■ Task:
Convert the listing below into a JSON list of strings with one string per line. Leave out blank lines and the pictures.

■ Material provided:
____________________

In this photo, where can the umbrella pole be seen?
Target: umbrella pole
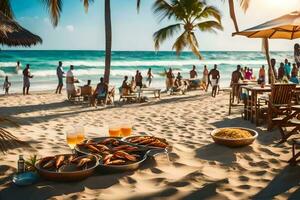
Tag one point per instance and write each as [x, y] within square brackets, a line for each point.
[267, 52]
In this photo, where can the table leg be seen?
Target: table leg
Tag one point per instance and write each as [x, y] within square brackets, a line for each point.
[256, 110]
[251, 106]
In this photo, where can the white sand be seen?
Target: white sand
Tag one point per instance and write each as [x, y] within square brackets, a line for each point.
[199, 169]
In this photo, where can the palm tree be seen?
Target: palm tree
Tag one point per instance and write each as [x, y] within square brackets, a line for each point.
[189, 15]
[5, 8]
[55, 7]
[244, 4]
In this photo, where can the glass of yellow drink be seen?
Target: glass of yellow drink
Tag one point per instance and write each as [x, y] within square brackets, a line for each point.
[126, 129]
[114, 130]
[71, 138]
[80, 134]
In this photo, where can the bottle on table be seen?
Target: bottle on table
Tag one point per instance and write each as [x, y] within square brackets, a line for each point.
[21, 164]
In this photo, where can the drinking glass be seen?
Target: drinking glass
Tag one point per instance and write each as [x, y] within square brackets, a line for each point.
[114, 130]
[126, 128]
[80, 133]
[71, 138]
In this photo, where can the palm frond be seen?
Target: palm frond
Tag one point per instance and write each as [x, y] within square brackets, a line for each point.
[209, 11]
[54, 8]
[193, 43]
[180, 43]
[210, 26]
[164, 33]
[86, 4]
[6, 9]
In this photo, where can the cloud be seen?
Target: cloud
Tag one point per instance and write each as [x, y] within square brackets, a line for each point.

____________________

■ Output of the exercise:
[
  "In this photo, where can the umbrella pole be seen?",
  "Target: umbrella pole",
  "Tag one point per instance and write each as [x, y] within square brackets, a line for each point.",
  "[267, 52]",
  "In this photo, where can the table leg be seen?",
  "Target: table leg",
  "Tag one point per instance and write each as [x, y] within square brackets, a line for each point.",
  "[256, 110]",
  "[251, 106]",
  "In this photo, where can the white sand be seen?",
  "Target: white sand",
  "Tag one point per instance and write each as [x, y] within square brackets, a line for each point.",
  "[199, 169]",
  "In this photo, where can the palm tree be seen?",
  "Target: palm tree",
  "Tag one point per instance and write each as [x, y] within square brackets, a line for each point.",
  "[189, 15]",
  "[5, 8]",
  "[55, 7]",
  "[244, 4]",
  "In this photo, where can the glass of yellow drink be seen?",
  "Target: glass of yellow drink",
  "Tag one point per instance and write each as [x, y] within square brackets, a line for each point.",
  "[126, 129]",
  "[114, 130]",
  "[71, 138]",
  "[80, 134]",
  "In this photo, where can the bottle on table be seen?",
  "Target: bottle on table",
  "Tag one point per instance and write each as [x, y] within square brackets, a line for each point.",
  "[21, 164]",
  "In this photo, where can the drinking glass be seen?",
  "Target: drinking glass",
  "Tag one point per instance and write each as [x, y] within square brackets, a line for each point.",
  "[114, 130]",
  "[126, 128]",
  "[80, 133]",
  "[71, 138]",
  "In this photo, where can the palm frond be seen?",
  "Target: palm frond",
  "Tag one point per instance and write each as [x, y] within square brackets, a line for each point.",
  "[209, 11]",
  "[54, 8]",
  "[193, 43]",
  "[180, 43]",
  "[210, 26]",
  "[164, 33]",
  "[86, 4]",
  "[6, 9]",
  "In this photo, where can the cloud be seen?",
  "Target: cloud",
  "Tag one point per instance and write each as [x, y] within square brackets, a line for each point."
]